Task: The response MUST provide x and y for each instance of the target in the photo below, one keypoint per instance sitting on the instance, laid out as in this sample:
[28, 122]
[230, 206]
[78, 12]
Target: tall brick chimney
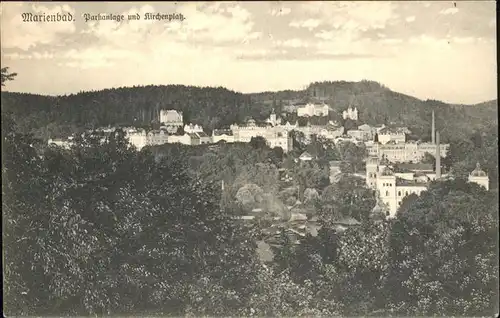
[433, 129]
[438, 157]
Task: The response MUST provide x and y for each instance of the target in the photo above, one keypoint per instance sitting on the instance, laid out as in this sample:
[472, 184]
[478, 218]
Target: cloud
[25, 35]
[449, 11]
[325, 35]
[280, 12]
[353, 15]
[301, 54]
[410, 19]
[464, 40]
[310, 24]
[390, 41]
[294, 43]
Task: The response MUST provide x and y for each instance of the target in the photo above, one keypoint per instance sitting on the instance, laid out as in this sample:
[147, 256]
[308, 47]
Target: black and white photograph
[249, 159]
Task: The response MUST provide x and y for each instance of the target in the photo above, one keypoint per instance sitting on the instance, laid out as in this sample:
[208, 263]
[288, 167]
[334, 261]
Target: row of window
[399, 193]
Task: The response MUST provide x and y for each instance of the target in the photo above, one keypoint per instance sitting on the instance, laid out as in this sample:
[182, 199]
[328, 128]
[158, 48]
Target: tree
[349, 197]
[258, 142]
[443, 253]
[6, 76]
[353, 155]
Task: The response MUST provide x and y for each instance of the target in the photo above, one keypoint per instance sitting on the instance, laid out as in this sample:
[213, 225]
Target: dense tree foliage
[101, 229]
[444, 253]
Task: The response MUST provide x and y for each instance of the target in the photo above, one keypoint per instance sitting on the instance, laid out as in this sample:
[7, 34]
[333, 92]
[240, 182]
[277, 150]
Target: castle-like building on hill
[350, 113]
[480, 177]
[171, 119]
[394, 182]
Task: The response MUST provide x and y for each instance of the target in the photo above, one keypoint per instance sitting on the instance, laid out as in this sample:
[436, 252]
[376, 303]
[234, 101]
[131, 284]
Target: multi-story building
[222, 135]
[141, 138]
[192, 128]
[275, 136]
[171, 119]
[396, 135]
[394, 185]
[191, 139]
[362, 135]
[273, 120]
[310, 110]
[480, 177]
[412, 151]
[350, 113]
[63, 143]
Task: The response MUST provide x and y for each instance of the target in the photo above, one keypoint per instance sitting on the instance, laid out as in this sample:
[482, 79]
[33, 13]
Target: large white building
[395, 135]
[393, 186]
[412, 151]
[140, 138]
[480, 177]
[310, 110]
[275, 136]
[225, 135]
[63, 143]
[193, 128]
[350, 113]
[171, 119]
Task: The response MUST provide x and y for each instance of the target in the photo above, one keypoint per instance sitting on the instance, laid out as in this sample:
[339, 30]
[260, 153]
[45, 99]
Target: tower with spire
[480, 177]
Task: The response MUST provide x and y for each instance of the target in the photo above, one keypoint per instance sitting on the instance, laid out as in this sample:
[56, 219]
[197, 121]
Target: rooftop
[410, 167]
[410, 183]
[478, 172]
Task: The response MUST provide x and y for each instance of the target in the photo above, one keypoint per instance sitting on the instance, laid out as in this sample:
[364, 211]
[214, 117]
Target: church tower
[480, 177]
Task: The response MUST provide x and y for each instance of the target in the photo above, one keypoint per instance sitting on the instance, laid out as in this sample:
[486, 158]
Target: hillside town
[280, 159]
[386, 147]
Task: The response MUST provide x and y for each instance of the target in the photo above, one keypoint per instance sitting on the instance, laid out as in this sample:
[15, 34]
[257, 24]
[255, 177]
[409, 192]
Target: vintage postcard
[264, 159]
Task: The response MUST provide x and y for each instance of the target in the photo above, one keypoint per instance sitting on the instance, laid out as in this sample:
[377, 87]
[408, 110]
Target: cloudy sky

TASK STATEMENT -> Set down each entry above word for word, without its pictures.

RESPONSE AREA ->
Task: The response MUST provide x and y for each instance of the target in the photo below, one keypoint per instance sitting on the instance, laid out as in this sample:
[28, 122]
[230, 206]
[78, 12]
Target: tall brick chimney
[433, 129]
[438, 157]
Task: The response MUST provide x and y for each instance of the target in the photo above, one keypoint per instance sitting on the instance, laid out as in this sample:
[472, 184]
[478, 218]
Target: cloud
[25, 35]
[449, 11]
[325, 35]
[280, 12]
[353, 15]
[301, 54]
[410, 19]
[464, 40]
[310, 24]
[390, 41]
[294, 43]
Task: The response MUST provide x and y for each instance of the target in the photo above, one keypoint per instance sitting on the instance, laid out as in this sample:
[147, 256]
[308, 47]
Target: black and white photograph
[249, 159]
Task: The response MUST provide x and y for each instance of the target in the photo above, one keypoint per instance sitting on the instance, laid out as in this sample:
[208, 263]
[288, 167]
[334, 261]
Target: row of window
[399, 193]
Task: The response MUST provide x and y for each instance of the target in the photo above, one keypoint per instance sitting on the instance, laid out as in this sample:
[182, 199]
[328, 128]
[158, 48]
Target: tree
[349, 197]
[258, 142]
[443, 253]
[6, 76]
[353, 155]
Task: The response MUST provide x and y for each instance of the target in the photo above, one keypoint per instance sitting on the instance, laid out as in this sample:
[213, 225]
Target: dense tree foliage
[101, 229]
[444, 253]
Task: The response MUST provide x and y for each instance of the target in the photo above, one keypoint per instance sitting on the instance, laid out as in this sample:
[7, 34]
[333, 92]
[240, 182]
[277, 150]
Target: castle-like building on hill
[350, 113]
[480, 177]
[171, 119]
[394, 182]
Task: The response MUST provide x and y for each instance of the target in the photo above, one keypoint per instance sitting on the instance, laid out as in this sample:
[436, 252]
[376, 303]
[234, 101]
[131, 284]
Target: multi-story building
[222, 135]
[141, 138]
[192, 128]
[275, 136]
[171, 119]
[396, 135]
[394, 185]
[191, 139]
[362, 135]
[273, 120]
[310, 110]
[480, 177]
[412, 151]
[350, 113]
[63, 143]
Task: The response MUST provide x and y for each instance of the target in the photo above, one keypoint per instance sitting on the instance, laid out as in this sample:
[482, 79]
[33, 13]
Target: large white building
[395, 135]
[393, 186]
[412, 151]
[140, 138]
[480, 177]
[310, 110]
[275, 136]
[225, 135]
[63, 143]
[193, 128]
[350, 113]
[171, 119]
Task: The response MUST provide x and y for each instance of the target in the photo above, one keypoint per instance sitting on the instance, laid out as in this sample:
[339, 30]
[260, 153]
[45, 99]
Target: tower with spire
[480, 177]
Task: The response MUST provide x and y for each instance of the target in the photo above, one keypoint per instance sitting on the instance, laid out as in this sample:
[56, 219]
[197, 121]
Target: rooftop
[410, 167]
[410, 183]
[478, 172]
Task: The response MUST provide x and y for each instance of the target in the photo above, one keypoint per instance sitting on the instance, laid out as in this sample:
[364, 211]
[214, 117]
Target: church tower
[480, 177]
Task: The response MUST provide x and y for each instance of the target in the photo above, one keypoint per instance sitting on the instance, laid out as in this sample:
[486, 158]
Target: hillside town
[280, 159]
[386, 147]
Task: The response MUST provide x and y for each instance of the target in the photo above, one keypoint per instance sitting on the instance, laid out as in this sample:
[15, 34]
[257, 24]
[255, 177]
[409, 192]
Target: vintage postcard
[264, 159]
Task: The response MUST provide x and y for each instance of the target in the photo above, one keypoint per instance sitting on the instance, laid out as in this sample:
[377, 87]
[408, 110]
Target: cloudy sky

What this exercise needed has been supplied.